> [Source passage]:
Sep 17 2 Comments

What else do we need?

girl in doorSm

The reason for my silence for such a long time is simple. I have been in the land of no Internet. Kind of nice. Kind of isolated. I did not miss email much, but I did miss interacting with all of you in my blog-world.

I was in Burma and spent time with the Kachin. The Kachin are a strong, proud, honest, courageous and wonderful people whose lives have been torn apart by a brutal war that has lasted for more than two years now. Two years of constant attacks by the Burma Army. Two years of oppression and suffering. Two years of freedom completely lost.

I love the Kachin people, and would like nothing more than to see them free to enjoy their beautiful land.

In the days to come I think I want to share with you some of the stories I heard, and what I observed. I learned a lot from the Kachin. I did for example learn to be more content with what I have.

I would ask them: “So what can we do to help you?” They were living in the most miserable camps, with nothing but thin and leaky bamboo huts to sleep in. It was rainy and cold, and they did not have anything waterproof. They ate the same old rice every day, and the rations they received where nowhere close to what they really wanted to eat. They children were sick. Their toilets stank. It was not a very good life. And, yet, when I asked, they replied: “We are actually doing fine. We don’t need anything right now. We have food, shelter and medicine. What else would we need?”

> [Assigned task 1]: Why does the blog post about the Kachin say the writer had been silent for so long?
> [Assigned task 2]: Please list every adjective the blog post about the Kachin uses to describe the Kachin people.
> [Assigned task 3]: Pick up the blog post about the Kachin right after its final sentence and keep writing it.

> [Data section]:

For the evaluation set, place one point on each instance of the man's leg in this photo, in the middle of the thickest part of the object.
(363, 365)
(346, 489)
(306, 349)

> [Final answer 1]: The writer had been in Burma with the Kachin, in "the land of no Internet," so there was no way to post or to interact with readers of the blog.

> [Final answer 2]:
- strong
- proud
- honest
- courageous
- wonderful

> [Final answer 3]:
“What else would we need?” they asked while living in one of the poorest places I have ever seen. “We have everything.”

What a stark contrast it was to the life I observe (and live) here. We have so much stuff we have a hard time finding place for it. We have so much food we run the risk of dying from fat. We have such nice houses and clothes and cars. But do we stop whining? Oh, no. Unlike the Kachin refugees, we make sure everybody knows when we have needs and wants. And it seems like the more we have, the less content we get.

It is a strange thing.

This mother and child get food every day thanks to Partners. I like to know that. We do make a difference.

This mother and child get food every day thanks to Partners. I like to know that. We do make a difference.

I learned from the Kachin to be grateful today. To be grateful for what I have. To practice being content in all circumstances. I may not succeed, and if I don’t, I know where to find the Kachin who can help me.